▸ **Task list**:
**1.** Rewrite the passage on the male gaze starting at "Mulvey’s essay of" and ending at "position of marginalization.", replacing "culture" with "society".
**2.** According to the passage on the male gaze, what does the camera framing and shot composition in mainstream films do to female characters? List every effect it names.

The male gaze is a term coined by feminist film critic Laura Mulvey in her 1975 essay Visual Pleasure and Narrative Cinema. It describes the way in which the camera framing and shot composition in mainstream films tends to objectify and sexualize female characters while downplaying their agency. This results in a form of visual pleasure for the male viewer that is rooted in power dynamics rather than equality.
Mulvey’s essay of course focuses specifically on cinema, but the concept of the male gaze can be applied more broadly to any situation where men are seen as having a more active role than women in how they are represented visually. And while the existence and danger of the male gaze is largely accepted as fact, there has been surprisingly little research into the inherent whiteness of the male gaze — and what that means for our culture. In other words, little emphasis has been put on the fact that the male gaze by definition has to be white gaze, because men of color are in a position of marginalization.
Consequently, the ways in which the male gaze intersects with race have been largely unexplored, and our ignorance leaves us unable to properly analyze its harmful impact on women of color.

(Stored data entries)

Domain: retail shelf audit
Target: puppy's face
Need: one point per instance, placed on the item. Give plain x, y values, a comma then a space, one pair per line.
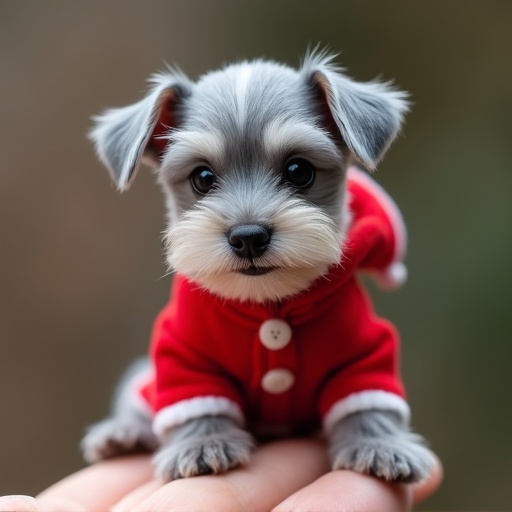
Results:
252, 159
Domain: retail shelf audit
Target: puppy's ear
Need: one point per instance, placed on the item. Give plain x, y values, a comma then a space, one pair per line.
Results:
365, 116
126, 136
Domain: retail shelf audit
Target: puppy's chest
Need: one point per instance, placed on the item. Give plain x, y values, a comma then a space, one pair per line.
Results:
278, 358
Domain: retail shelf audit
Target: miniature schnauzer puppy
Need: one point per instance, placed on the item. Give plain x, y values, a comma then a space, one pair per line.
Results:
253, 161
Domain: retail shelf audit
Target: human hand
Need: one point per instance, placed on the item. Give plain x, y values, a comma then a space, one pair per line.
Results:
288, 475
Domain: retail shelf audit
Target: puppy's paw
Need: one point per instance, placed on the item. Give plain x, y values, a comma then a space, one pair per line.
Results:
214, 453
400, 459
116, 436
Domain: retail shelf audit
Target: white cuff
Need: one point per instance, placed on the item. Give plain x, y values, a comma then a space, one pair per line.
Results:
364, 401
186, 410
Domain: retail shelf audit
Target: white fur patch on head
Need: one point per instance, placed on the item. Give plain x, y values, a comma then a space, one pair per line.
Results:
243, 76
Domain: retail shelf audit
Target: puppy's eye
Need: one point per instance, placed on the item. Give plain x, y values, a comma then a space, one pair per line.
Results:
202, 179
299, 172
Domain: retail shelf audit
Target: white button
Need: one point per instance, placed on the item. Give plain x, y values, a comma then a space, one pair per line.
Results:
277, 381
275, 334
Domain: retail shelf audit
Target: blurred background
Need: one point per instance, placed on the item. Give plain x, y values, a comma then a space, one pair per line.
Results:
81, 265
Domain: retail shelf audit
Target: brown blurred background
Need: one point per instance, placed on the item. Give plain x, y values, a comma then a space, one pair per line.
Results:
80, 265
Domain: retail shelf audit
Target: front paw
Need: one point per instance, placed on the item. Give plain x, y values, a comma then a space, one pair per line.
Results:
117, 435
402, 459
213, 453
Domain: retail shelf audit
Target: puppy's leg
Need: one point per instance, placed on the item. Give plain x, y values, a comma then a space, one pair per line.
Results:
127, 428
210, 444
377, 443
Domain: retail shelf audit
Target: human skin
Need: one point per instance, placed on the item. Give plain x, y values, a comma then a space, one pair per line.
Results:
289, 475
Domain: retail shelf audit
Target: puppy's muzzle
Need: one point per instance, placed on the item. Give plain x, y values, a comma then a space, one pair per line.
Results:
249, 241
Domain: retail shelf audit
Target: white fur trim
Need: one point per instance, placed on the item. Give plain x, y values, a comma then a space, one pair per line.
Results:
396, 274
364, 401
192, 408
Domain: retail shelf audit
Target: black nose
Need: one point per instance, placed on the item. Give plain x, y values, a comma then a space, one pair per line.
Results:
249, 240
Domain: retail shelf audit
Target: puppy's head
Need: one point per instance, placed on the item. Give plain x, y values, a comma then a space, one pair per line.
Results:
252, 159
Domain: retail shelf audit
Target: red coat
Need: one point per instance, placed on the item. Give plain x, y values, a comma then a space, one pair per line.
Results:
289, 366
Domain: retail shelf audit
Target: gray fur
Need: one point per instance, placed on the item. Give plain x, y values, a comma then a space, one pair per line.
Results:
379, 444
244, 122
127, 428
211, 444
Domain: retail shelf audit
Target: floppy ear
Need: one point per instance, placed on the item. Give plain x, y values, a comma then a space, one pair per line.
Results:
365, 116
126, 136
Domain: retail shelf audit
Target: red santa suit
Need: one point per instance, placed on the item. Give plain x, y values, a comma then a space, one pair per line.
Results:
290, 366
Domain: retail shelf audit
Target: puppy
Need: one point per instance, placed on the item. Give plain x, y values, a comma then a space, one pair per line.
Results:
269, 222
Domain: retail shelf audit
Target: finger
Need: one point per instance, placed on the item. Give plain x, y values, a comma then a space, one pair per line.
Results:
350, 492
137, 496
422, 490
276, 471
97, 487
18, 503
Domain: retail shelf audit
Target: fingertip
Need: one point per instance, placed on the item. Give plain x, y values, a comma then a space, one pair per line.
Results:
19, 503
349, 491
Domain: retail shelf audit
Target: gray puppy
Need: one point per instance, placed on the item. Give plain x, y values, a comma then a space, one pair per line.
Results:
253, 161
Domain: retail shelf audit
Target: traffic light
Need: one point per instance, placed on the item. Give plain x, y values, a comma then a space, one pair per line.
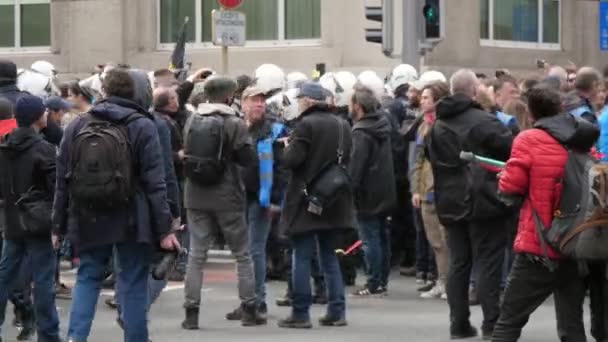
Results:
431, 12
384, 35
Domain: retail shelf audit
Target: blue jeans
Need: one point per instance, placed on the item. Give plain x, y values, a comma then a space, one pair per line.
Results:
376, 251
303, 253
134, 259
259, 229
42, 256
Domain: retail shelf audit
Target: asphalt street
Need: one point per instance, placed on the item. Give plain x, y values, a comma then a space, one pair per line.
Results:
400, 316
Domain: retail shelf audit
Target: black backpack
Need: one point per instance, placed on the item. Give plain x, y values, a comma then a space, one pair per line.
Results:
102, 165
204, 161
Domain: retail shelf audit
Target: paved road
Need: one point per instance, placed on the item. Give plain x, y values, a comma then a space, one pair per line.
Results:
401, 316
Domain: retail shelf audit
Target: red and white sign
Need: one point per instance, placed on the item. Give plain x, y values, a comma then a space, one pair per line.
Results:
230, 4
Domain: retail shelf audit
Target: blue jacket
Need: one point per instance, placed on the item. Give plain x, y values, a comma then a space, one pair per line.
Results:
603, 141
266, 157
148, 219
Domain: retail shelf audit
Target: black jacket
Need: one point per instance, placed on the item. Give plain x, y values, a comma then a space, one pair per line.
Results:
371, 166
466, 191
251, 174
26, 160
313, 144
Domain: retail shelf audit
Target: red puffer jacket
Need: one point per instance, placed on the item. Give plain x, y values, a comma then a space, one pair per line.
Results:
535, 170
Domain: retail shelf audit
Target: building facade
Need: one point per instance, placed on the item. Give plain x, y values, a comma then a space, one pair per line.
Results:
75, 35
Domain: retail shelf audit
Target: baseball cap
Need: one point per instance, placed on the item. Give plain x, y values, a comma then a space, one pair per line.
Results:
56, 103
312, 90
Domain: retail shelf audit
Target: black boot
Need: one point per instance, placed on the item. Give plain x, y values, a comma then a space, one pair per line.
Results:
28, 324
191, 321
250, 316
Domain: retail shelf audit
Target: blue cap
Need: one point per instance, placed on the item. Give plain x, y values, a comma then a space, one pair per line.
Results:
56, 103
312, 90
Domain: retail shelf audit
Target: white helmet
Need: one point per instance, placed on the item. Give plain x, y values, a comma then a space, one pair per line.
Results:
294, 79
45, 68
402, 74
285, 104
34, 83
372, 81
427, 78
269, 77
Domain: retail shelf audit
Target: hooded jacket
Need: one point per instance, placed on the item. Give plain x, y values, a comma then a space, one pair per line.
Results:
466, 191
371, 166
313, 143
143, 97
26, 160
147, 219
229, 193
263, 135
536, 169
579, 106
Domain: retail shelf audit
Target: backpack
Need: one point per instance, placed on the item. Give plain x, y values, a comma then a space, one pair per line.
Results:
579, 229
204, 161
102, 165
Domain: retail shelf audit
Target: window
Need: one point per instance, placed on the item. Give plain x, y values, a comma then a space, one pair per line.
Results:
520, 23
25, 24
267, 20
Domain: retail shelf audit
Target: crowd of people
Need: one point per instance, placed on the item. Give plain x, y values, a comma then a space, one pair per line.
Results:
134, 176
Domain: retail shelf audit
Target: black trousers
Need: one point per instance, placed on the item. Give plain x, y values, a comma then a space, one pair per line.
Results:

▸ **Answer list**:
**1.**
Mulvey’s essay of course focuses specifically on cinema, but the concept of the male gaze can be applied more broadly to any situation where men are seen as having a more active role than women in how they are represented visually. And while the existence and danger of the male gaze is largely accepted as fact, there has been surprisingly little research into the inherent whiteness of the male gaze — and what that means for our society. In other words, little emphasis has been put on the fact that the male gaze by definition has to be white gaze, because men of color are in a position of marginalization.

**2.**
- It objectifies them.
- It sexualizes them.
- It downplays their agency.